--- Given passage ---
- - - - -

The Portland Trail Blazers have been the NBA team that has ogled for Kevin Love the longest, yearning for the Lake Oswego High School star to return to his old stomping grounds.

While a sharpshooting big is a fit in Portland, the Blazers would also be adding to the series of maladies that have haunted them thus far this season.

Here are some pros and cons of trading for Kevin Love, who clearly wants out of Cleveland and has been linked to Portland.

Pros

Love is a surefire deep threat

While Carmelo Anthony is knocking down a sweet 41.1% from beyond the arc for the Blazers this season, Love has a well-established track record of canning treys. A 37.1% career 3-point shooter, Love has made two or more treys per game in the past five seasons and 1.9 or above in the last seven.

Having that type of threat in the frontcourt is no joke and having the dual threat of an in-close finisher and a 3-point sniper bodes well for an offense that sees plenty of drive-and-kick opportunities.

He can still rebound at a high rate

Love has grabbed nine or more rebounds per game in every season of his career. He's snatching a healthy average of 10.2 boards off the glass every game, though still a considerable dropoff from Hassan Whiteside's 14.0 per game, which ranks fourth-best in the league.

Assuming he's asked to play at his natural power forward position, he could mesh well with Jusuf Nurkic, allowing the bulldozer to do damage inside while he spreads the floor with his shooting. The two are also capable offensive rebounders, though Love has lost a lot of his board-crashing aggression as he has veered more toward the 3-point line.

- - - - -

--- Data shown ---
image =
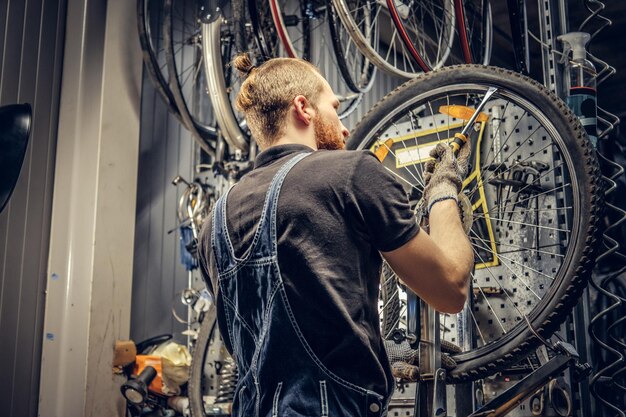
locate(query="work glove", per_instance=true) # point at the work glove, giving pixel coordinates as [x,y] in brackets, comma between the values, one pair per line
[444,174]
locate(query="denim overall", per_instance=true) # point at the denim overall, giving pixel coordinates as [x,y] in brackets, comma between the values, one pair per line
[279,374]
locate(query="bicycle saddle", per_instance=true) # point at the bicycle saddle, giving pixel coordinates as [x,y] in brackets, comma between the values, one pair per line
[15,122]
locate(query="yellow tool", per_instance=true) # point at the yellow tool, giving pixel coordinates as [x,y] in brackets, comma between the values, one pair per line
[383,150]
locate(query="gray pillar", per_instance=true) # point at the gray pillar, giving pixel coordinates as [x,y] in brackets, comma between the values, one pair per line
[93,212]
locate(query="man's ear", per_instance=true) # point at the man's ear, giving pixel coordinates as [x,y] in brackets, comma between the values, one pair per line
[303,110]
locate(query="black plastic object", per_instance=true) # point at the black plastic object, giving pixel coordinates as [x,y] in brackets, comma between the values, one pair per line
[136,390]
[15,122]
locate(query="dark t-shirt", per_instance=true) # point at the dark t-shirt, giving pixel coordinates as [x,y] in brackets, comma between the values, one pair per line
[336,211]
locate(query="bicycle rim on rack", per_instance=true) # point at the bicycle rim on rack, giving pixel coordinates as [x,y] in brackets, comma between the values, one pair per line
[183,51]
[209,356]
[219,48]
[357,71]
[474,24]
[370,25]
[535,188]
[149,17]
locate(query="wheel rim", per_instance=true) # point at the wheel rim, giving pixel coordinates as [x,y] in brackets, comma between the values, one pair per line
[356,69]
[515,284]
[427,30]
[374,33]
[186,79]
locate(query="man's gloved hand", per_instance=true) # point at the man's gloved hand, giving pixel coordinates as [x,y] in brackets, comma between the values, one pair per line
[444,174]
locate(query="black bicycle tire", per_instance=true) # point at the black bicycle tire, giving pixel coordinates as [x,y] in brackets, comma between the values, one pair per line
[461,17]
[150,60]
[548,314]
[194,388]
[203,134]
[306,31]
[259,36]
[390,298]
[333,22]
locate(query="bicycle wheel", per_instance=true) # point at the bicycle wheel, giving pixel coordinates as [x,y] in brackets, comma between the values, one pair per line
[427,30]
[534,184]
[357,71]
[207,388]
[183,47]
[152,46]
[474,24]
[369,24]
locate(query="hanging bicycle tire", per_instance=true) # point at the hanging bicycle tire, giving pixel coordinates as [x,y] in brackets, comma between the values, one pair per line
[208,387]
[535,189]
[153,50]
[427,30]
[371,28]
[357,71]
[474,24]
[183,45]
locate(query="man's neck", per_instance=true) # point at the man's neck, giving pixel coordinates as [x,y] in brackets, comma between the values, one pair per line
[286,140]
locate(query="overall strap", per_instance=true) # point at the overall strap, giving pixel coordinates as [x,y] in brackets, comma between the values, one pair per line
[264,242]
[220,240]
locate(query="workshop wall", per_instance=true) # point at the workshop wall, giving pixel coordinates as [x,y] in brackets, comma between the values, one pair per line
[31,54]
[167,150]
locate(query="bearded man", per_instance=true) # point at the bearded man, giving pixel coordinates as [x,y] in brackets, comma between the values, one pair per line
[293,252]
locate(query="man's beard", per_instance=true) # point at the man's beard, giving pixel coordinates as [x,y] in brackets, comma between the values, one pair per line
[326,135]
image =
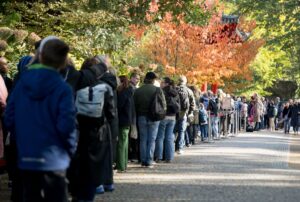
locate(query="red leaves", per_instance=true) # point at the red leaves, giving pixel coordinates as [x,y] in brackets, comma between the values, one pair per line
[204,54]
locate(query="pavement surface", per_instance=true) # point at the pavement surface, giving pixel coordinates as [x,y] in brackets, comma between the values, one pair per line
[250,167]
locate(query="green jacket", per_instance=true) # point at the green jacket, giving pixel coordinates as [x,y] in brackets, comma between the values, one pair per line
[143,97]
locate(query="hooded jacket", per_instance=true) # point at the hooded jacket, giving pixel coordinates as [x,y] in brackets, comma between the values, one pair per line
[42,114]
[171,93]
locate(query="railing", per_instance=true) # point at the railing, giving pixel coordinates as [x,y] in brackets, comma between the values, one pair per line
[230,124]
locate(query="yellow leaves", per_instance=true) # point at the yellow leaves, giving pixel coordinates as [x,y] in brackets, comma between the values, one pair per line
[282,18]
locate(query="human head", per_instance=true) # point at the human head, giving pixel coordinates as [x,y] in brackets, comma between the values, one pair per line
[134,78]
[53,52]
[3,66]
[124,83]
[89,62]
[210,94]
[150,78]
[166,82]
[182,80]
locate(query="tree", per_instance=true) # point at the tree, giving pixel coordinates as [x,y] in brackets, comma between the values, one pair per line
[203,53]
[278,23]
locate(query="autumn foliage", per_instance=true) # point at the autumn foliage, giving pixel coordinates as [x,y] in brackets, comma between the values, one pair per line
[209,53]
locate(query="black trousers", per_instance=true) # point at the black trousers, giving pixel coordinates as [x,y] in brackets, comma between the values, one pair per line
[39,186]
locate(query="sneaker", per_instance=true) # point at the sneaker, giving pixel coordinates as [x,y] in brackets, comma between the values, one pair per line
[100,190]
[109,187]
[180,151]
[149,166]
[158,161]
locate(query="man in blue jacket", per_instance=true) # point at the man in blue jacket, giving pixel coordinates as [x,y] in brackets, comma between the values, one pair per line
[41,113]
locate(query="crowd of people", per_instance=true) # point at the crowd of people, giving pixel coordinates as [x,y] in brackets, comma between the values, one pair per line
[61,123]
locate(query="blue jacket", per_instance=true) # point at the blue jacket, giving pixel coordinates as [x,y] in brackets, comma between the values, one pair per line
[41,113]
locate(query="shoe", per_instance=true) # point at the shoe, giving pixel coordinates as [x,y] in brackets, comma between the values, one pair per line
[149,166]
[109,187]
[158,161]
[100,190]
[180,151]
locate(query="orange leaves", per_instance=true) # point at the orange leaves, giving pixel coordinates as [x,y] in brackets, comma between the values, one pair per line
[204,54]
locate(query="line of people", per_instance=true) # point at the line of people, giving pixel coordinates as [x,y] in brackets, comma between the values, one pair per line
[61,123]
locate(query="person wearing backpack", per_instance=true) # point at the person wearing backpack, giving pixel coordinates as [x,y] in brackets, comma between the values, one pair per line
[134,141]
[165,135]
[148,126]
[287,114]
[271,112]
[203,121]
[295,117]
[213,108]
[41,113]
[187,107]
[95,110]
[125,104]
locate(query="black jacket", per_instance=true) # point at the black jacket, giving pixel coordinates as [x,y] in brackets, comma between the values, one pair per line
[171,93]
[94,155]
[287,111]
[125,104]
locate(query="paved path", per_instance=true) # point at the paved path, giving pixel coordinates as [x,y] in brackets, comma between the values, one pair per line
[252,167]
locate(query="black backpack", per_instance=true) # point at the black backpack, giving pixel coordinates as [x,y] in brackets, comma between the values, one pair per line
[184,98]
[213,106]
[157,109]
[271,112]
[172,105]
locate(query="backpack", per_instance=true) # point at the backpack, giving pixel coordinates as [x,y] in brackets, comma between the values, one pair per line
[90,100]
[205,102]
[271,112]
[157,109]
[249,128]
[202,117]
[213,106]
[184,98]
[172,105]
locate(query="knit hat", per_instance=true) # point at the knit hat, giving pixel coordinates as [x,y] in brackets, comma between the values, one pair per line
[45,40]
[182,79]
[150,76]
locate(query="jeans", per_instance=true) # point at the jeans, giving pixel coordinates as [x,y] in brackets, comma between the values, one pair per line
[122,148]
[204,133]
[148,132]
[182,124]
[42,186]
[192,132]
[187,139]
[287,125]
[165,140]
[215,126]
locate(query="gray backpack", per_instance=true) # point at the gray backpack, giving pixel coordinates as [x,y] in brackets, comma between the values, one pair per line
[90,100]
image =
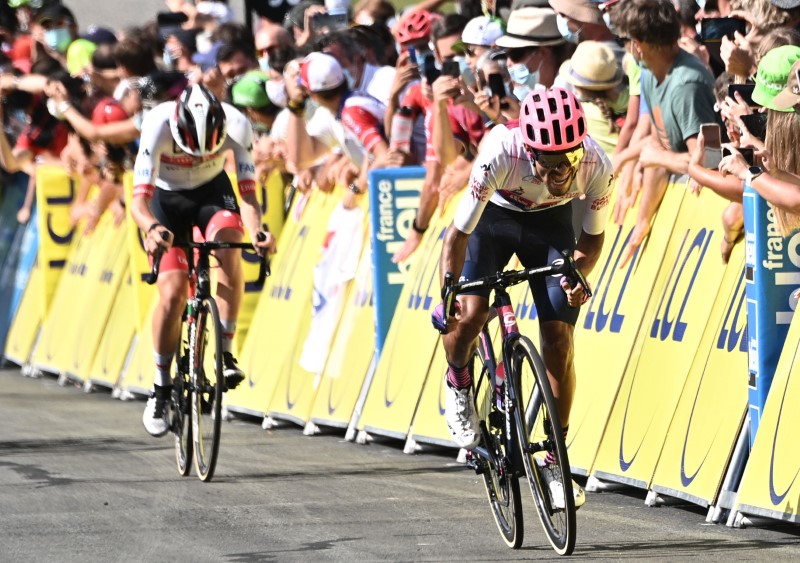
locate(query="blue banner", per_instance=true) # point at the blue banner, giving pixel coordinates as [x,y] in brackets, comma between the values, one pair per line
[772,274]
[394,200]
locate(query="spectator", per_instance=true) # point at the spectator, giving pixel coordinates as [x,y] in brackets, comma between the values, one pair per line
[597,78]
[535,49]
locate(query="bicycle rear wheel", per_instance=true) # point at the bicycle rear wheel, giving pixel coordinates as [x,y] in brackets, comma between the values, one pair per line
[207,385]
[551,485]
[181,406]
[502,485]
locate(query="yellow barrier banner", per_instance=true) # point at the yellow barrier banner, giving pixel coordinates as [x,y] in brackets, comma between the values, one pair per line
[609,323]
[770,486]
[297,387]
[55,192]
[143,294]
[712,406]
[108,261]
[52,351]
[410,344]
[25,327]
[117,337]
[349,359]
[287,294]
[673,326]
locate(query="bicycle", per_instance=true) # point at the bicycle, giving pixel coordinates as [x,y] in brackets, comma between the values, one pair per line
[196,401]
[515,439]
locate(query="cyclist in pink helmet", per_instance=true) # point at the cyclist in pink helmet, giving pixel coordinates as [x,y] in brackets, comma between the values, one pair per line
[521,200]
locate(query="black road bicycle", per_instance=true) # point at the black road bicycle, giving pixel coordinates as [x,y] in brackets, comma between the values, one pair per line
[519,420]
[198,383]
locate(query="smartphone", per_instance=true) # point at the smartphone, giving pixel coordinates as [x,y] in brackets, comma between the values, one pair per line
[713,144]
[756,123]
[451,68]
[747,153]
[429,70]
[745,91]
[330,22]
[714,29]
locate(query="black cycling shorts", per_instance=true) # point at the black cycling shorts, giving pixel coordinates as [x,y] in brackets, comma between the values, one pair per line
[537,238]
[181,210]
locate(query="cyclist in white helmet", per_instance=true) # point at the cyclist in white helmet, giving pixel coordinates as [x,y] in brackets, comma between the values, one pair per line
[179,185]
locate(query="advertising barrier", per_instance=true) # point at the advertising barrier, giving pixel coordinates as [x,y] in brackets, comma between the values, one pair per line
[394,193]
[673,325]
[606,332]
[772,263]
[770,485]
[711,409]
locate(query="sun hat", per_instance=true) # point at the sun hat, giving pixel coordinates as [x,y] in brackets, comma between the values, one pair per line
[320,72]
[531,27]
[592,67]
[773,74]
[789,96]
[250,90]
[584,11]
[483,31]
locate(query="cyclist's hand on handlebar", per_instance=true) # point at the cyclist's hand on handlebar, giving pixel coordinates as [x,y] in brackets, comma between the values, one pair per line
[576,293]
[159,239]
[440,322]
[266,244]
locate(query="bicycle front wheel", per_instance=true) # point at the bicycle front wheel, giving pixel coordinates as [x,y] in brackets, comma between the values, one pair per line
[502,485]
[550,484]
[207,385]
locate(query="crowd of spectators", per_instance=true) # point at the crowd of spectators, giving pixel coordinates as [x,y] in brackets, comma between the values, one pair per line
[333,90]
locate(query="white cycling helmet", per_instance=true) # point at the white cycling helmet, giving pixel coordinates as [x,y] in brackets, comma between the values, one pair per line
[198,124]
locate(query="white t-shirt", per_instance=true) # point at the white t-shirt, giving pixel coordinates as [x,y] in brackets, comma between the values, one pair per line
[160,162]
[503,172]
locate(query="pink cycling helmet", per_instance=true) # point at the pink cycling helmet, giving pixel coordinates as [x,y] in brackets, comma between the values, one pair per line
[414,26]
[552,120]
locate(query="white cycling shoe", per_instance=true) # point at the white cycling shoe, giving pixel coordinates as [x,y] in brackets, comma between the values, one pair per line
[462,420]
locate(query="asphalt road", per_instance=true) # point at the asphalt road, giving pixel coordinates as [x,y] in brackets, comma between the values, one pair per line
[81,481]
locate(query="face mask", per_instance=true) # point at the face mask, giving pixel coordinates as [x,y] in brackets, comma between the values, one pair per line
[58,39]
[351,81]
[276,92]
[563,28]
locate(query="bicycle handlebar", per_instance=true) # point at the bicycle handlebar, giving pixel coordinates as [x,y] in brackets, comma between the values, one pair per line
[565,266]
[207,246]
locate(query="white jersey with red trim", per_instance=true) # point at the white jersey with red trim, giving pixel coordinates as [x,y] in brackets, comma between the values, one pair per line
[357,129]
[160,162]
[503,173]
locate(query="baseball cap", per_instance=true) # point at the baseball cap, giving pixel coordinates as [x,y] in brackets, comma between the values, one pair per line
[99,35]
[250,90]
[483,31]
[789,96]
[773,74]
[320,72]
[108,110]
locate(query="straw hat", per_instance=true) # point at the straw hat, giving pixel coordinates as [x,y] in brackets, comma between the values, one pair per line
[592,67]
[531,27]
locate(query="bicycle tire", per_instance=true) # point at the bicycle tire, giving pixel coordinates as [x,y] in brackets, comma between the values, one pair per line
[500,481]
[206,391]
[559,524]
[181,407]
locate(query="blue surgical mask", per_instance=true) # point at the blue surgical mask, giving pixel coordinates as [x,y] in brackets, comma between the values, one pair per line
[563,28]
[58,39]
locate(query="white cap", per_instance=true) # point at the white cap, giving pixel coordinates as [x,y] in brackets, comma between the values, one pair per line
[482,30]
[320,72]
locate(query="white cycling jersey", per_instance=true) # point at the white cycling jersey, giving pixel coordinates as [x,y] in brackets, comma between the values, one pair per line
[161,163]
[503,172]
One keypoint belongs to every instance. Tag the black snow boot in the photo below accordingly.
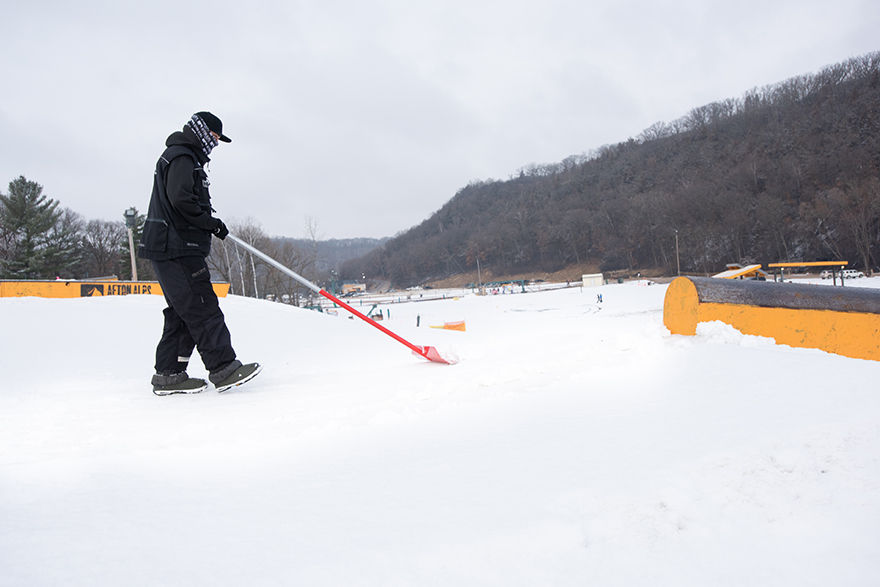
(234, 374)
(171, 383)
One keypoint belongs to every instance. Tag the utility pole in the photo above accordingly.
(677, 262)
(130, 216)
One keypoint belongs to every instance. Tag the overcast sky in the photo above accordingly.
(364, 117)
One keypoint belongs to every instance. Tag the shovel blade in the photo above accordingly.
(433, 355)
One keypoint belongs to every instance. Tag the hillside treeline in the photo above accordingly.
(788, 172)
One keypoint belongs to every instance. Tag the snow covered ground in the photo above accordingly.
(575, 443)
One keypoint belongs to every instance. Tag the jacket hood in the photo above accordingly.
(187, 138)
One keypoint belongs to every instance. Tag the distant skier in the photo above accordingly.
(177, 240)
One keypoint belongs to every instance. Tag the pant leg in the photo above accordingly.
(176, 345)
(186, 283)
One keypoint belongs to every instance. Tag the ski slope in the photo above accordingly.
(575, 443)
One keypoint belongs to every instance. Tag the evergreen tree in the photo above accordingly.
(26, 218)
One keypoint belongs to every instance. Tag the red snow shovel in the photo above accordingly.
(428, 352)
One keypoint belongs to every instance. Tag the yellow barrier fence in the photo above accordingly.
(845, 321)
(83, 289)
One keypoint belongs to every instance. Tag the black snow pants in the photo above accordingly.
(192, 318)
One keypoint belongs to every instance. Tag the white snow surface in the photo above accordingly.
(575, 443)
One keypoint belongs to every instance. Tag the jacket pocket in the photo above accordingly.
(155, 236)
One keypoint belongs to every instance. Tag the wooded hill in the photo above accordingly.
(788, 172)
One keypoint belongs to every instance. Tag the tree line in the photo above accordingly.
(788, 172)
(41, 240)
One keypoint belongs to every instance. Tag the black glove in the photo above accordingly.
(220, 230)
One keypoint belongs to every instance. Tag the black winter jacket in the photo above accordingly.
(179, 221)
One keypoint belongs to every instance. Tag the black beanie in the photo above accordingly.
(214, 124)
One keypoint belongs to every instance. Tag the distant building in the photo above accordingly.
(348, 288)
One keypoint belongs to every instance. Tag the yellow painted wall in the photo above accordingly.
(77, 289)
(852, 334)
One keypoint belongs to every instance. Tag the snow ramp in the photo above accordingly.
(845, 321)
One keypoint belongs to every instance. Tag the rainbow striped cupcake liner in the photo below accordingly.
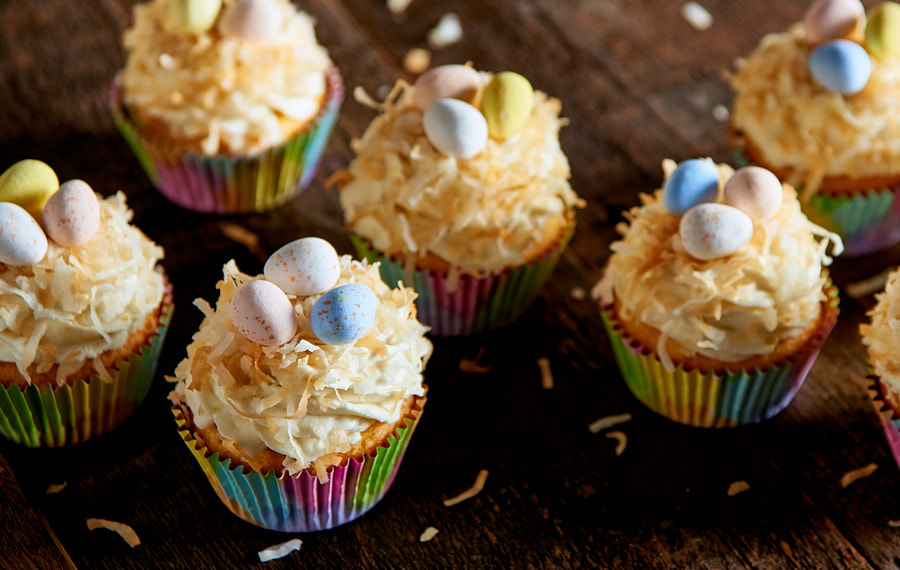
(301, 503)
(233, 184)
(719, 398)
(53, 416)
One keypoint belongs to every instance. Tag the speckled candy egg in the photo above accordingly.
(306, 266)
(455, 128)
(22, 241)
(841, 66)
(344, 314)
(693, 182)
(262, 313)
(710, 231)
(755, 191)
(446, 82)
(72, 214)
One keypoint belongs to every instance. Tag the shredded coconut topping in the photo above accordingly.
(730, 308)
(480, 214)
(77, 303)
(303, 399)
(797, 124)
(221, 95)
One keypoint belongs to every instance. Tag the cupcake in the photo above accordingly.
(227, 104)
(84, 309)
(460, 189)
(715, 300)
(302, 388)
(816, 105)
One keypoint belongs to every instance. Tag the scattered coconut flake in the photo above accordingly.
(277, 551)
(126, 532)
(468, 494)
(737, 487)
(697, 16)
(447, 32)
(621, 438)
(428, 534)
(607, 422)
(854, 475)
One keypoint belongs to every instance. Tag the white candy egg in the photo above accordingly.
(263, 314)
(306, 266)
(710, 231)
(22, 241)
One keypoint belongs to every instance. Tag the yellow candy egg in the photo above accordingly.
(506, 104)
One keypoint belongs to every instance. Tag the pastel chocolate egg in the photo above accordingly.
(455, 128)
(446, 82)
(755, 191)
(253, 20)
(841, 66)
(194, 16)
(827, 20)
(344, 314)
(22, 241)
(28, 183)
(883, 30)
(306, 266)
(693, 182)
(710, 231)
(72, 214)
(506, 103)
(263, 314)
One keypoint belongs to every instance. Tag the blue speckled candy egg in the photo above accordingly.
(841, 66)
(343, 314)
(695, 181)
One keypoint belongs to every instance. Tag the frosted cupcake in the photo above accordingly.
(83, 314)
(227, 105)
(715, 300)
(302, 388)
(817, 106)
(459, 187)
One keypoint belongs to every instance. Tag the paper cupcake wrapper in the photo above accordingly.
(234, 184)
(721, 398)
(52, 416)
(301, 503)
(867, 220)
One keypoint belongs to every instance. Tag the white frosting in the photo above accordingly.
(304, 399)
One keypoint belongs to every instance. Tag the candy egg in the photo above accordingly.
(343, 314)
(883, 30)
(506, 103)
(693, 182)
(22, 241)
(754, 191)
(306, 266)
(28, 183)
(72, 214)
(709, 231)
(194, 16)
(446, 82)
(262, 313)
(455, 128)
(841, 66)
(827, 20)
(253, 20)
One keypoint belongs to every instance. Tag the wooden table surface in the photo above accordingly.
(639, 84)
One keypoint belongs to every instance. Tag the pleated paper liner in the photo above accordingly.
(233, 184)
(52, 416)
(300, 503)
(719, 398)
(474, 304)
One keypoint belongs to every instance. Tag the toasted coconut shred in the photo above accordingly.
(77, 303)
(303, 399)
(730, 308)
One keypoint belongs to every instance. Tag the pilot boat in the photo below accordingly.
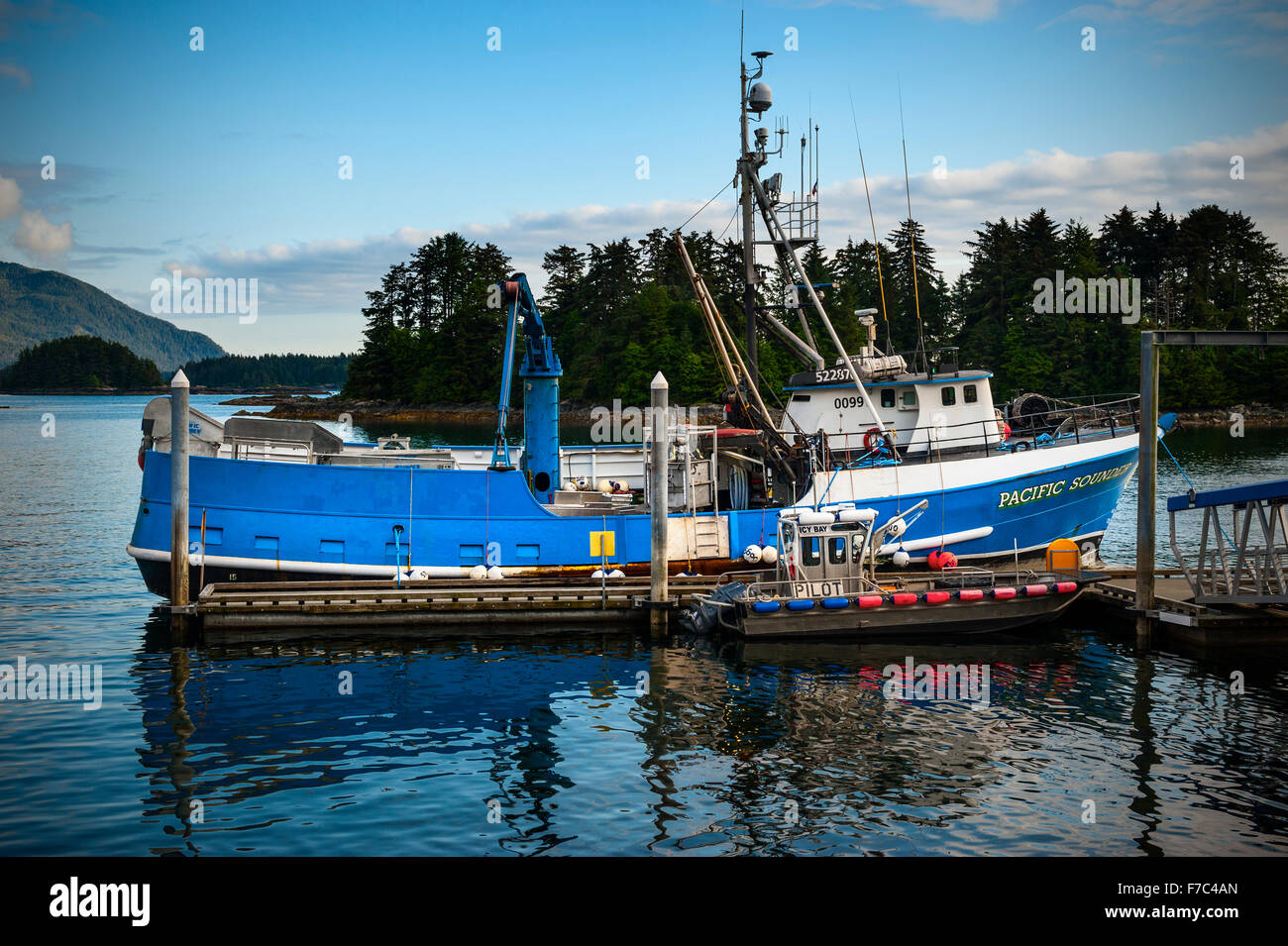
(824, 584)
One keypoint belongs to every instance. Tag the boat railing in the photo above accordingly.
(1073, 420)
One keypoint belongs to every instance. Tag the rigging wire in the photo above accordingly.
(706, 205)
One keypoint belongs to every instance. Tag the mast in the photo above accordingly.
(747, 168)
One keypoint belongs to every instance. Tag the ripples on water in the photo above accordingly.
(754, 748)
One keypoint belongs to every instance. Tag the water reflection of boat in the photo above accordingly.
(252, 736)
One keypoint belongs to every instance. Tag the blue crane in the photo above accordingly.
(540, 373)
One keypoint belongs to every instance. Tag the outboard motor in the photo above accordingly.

- - - - -

--- Exercise brief ---
In the Kevin Love trade passage, please rewrite the portion between "While a sharpshooting" and "the last seven.", inclusive, changing "maladies" to "ailments". Base your responses only on the Kevin Love trade passage.

--- Exercise answer ---
While a sharpshooting big is a fit in Portland, the Blazers would also be adding to the series of ailments that have haunted them thus far this season.

Here are some pros and cons of trading for Kevin Love, who clearly wants out of Cleveland and has been linked to Portland.

Pros

Love is a surefire deep threat

While Carmelo Anthony is knocking down a sweet 41.1% from beyond the arc for the Blazers this season, Love has a well-established track record of canning treys. A 37.1% career 3-point shooter, Love has made two or more treys per game in the past five seasons and 1.9 or above in the last seven.